Stored data

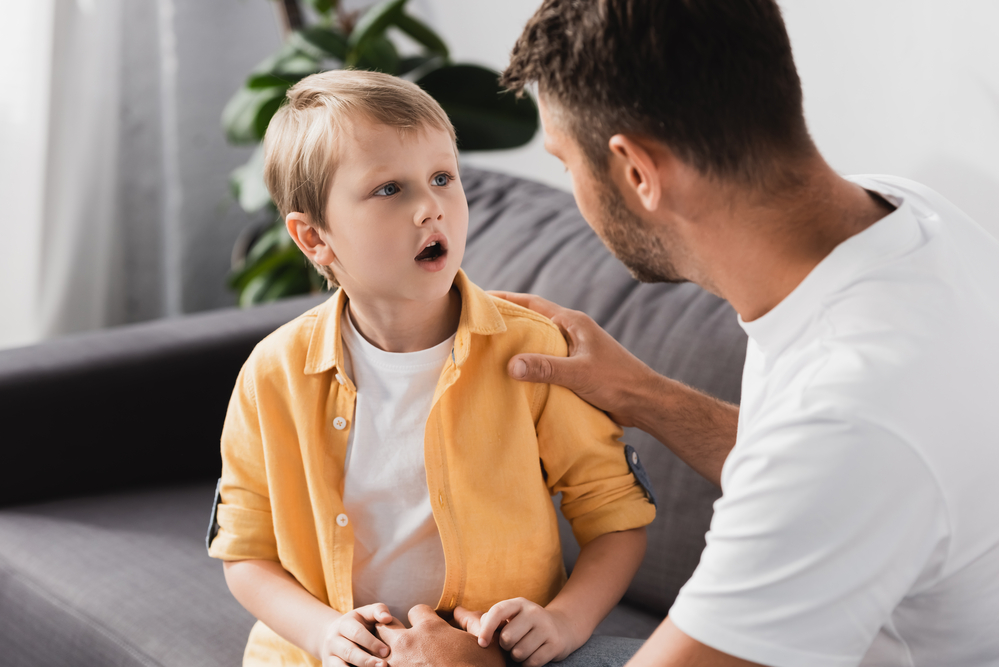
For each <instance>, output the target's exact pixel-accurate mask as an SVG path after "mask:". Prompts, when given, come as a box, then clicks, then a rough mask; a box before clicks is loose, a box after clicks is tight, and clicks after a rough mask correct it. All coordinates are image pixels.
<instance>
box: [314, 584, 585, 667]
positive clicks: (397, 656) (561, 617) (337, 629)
mask: <svg viewBox="0 0 999 667" xmlns="http://www.w3.org/2000/svg"><path fill="white" fill-rule="evenodd" d="M409 622H410V624H411V625H412V628H411V629H407V628H406V627H405V626H404V625H403V624H402V623H401V622H400V621H399V620H398V619H396V618H394V617H393V616H392V614H391V613H390V612H389V608H388V607H387V606H386V605H384V604H381V603H379V604H371V605H366V606H363V607H358V608H357V609H354V610H352V611H350V612H348V613H346V614H343V615H342V616H340V617H339V618H337V619H336V620H335V621H333V622H332V623H330V625H329V626H328V627H327V629H326V634H325V637H324V639H323V643H322V649H323V650H322V655H323V656H328V657H326V658H325V659H324V660H323V666H324V667H329V666H335V667H343V666H345V665H356V666H357V667H388V665H389V664H390V663H391V664H399V665H403V664H404V665H406V666H407V667H416V666H422V665H426V666H428V667H429V666H430V665H434V666H435V667H443V666H442V661H444V662H446V664H447V665H448V667H464V666H465V665H468V666H471V665H475V666H477V667H490V666H492V665H496V667H501V666H502V665H504V664H505V660H504V657H503V654H502V653H501V652H500V651H499V650H498V649H500V648H502V649H503V650H504V651H507V652H509V654H510V656H511V658H513V660H515V661H516V662H522V663H524V665H525V666H526V667H540V666H541V665H546V664H548V663H549V662H551V661H553V660H562V659H564V658H566V657H567V656H568V655H569V654H570V653H572V652H573V651H574V650H576V649H577V648H579V646H581V645H582V644H583V641H579V639H578V638H576V636H575V635H576V633H575V632H574V631H573V628H572V623H571V621H570V620H569V619H568V618H567V617H565V616H564V615H562V614H560V613H559V612H558V611H557V610H549V609H546V608H545V607H542V606H541V605H538V604H536V603H534V602H531V601H530V600H526V599H524V598H514V599H511V600H504V601H502V602H499V603H497V604H495V605H493V606H492V608H490V609H489V610H488V611H486V612H485V613H483V612H475V611H469V610H467V609H465V608H463V607H458V608H457V609H455V611H454V622H455V623H456V624H458V625H459V626H460V627H461V630H459V629H457V628H454V627H452V626H451V625H449V624H448V623H447V621H445V620H444V619H442V618H441V617H440V616H438V615H437V613H436V612H434V611H433V610H432V609H430V607H428V606H426V605H417V606H415V607H413V609H412V610H410V612H409ZM383 640H384V641H383ZM386 642H389V643H391V644H392V648H393V649H394V653H392V654H390V651H391V649H390V647H389V644H387V643H386ZM483 649H486V650H483ZM442 653H443V654H444V656H446V657H442ZM390 655H391V656H397V658H398V659H396V660H393V659H392V657H390Z"/></svg>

ACTIVITY: Starting at the first line of the data, set down each line exactly until you have copied the line with "box: [314, 584, 585, 667]", but leave the pictures out.

SOLUTION TO THE EXERCISE:
For each <instance>, output the target's exact pixel-accurate mask as an SVG path after "mask:". Prompts, when given, come as a box, then clicks, then a rough mask; a box before clicks is loose, a box after clicks is tight, and clicks after a rough mask correct it. All coordinates are image pixels.
<instance>
box: [314, 584, 585, 667]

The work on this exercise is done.